Texte fourni>
Les déclarations et propositions présentées tout au long de la campagne présidentielle brésilienne représentent-elles un risque pour la République brésilienne?
« Soyez-en témoins, ce gouvernement sera le défenseur de la constitution, de la démocratie et de la liberté. Ce n’est pas la promesse d’un parti ou d’un homme, mais un serment fait à Dieu. La vérité va libérer ce pays et la liberté va nous transformer en une grande nation. La vérité qui nous a conduit jusqu’ici, continuera à illuminer notre chemin. » Jair Bolsonaro est entré dans son costume de Président-élu avec la sacralité d’un prêcheur évangélique, un ton qui a de quoi inquiéter les Brésiliens encore attachés à la République laïque et démocratique. Cette déclaration est “inquiétante et préoccupante” parce qu‘“aux yeux de Bolsonaro, la Bible et la constitution ont le même statut. La vérité de la Bible est une et indivisible. Tout ce qui ne fait pas partie de son lexique religieux n’entre pas dans sa vérité”, selon Gaspard Estrada, directeur exécutif de l’OPALC.
{"type":"Pave-Haut2-Desktop"}
La campagne présidentielle de Jair Bolsonaro, qui a boycotté les médias traditionnels pour la faire sur les réseaux sociaux – fustigeant les partis traditionnels et leurs membres désignés comme corrompus et prenant un ton menaçant contre les minorités (indigènes et sexuelles), les opposants politiques et les femmes ; prônant enfin un discours extrêmement licencieux à l’égard des violences policières – semble faire peser une menace sur les institutions républicaines et démocratiques brésiliennes. Comme le fait remarquer l’historienne, enseignante et chercheuse Maud Chirio, « Jair Bolsonaro arrive au pouvoir après 5 ans de délitement de la démocratie […]. Les institutions brésiliennes sont fragilisées, d’autant que la démocratie n’a que 30 ans. Les réseaux en faveur de la dictature existent toujours. »

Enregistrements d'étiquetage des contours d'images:
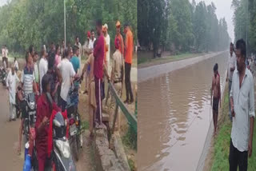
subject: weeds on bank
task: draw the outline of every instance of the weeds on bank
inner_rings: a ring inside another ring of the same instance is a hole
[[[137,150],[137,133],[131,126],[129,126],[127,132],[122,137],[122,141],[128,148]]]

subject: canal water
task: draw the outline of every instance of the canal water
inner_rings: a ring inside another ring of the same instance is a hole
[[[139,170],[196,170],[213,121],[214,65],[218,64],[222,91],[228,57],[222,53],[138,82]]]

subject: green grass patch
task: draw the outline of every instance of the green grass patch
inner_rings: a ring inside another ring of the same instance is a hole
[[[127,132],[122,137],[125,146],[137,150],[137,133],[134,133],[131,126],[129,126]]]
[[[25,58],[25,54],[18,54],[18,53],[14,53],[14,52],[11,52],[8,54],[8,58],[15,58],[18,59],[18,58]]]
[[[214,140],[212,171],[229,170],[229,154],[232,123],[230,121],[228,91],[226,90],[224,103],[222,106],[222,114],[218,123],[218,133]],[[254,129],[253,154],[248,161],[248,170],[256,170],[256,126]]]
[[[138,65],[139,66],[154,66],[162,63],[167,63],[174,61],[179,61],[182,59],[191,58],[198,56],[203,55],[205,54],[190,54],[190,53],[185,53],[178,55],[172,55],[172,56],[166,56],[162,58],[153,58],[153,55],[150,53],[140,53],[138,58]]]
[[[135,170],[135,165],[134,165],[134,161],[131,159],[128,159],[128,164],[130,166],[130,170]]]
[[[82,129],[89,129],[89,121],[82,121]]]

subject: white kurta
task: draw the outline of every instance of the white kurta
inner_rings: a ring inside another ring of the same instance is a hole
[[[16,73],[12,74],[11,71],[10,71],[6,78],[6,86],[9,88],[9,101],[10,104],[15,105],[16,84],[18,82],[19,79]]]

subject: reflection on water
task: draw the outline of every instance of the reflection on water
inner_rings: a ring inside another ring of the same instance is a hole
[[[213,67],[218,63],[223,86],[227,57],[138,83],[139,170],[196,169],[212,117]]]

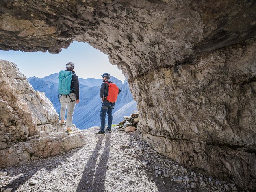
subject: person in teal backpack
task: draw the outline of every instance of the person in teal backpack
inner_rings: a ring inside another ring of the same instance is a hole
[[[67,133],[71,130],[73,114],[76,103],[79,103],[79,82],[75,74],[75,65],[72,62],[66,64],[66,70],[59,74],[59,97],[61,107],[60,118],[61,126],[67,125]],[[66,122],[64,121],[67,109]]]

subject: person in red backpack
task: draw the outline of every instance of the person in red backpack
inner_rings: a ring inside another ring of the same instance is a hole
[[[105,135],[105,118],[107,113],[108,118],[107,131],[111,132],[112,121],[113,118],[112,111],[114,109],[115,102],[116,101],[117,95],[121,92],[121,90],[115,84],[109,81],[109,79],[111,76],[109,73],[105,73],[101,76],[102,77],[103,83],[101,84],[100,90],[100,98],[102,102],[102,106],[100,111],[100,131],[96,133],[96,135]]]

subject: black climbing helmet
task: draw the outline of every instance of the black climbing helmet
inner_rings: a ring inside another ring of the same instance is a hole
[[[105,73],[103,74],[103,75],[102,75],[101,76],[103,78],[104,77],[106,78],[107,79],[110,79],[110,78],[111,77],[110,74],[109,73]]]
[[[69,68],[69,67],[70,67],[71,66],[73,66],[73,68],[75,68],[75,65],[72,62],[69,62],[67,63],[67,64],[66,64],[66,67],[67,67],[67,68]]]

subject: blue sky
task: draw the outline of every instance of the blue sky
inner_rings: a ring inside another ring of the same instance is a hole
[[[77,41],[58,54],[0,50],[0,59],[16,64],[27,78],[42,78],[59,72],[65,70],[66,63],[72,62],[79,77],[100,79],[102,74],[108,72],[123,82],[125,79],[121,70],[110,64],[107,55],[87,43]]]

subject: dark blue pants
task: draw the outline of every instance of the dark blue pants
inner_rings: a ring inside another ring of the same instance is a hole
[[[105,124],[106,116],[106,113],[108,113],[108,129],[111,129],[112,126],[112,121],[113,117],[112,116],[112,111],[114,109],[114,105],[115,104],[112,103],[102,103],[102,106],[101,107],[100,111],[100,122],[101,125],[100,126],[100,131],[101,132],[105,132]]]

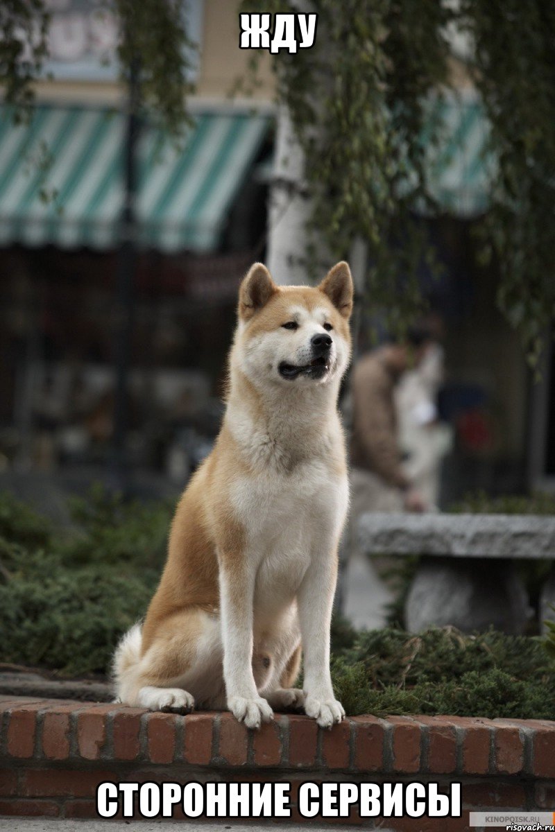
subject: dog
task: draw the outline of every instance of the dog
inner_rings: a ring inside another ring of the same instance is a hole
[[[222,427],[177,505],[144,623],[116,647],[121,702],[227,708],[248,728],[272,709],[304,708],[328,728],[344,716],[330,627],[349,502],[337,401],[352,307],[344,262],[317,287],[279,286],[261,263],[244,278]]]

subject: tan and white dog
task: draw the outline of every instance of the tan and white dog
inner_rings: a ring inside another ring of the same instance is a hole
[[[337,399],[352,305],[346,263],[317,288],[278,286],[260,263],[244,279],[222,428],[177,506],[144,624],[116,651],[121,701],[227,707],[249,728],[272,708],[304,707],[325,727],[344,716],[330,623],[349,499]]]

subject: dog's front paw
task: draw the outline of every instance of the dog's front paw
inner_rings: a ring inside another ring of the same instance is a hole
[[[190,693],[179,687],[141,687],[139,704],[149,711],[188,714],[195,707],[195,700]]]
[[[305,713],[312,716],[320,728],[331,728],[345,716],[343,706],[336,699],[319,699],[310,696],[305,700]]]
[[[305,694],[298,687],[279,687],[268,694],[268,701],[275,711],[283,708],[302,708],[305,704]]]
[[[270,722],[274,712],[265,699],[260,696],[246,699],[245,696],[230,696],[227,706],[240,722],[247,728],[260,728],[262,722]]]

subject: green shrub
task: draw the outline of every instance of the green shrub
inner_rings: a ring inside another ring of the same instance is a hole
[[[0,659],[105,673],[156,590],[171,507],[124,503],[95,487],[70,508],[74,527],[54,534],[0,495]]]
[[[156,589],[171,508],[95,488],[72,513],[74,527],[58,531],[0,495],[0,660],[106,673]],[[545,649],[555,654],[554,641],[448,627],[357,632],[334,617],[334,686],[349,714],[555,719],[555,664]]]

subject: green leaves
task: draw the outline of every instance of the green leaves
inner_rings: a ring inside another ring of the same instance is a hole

Votre objectif> Veuillez recopier mot pour mot, dans le texte fourni, le passage qui s'ouvre sur les mots contenant « Les déclarations et » et se ferme sur « la République brésilienne? ».

Réponse complète>
Les déclarations et propositions présentées tout au long de la campagne présidentielle brésilienne représentent-elles un risque pour la République brésilienne?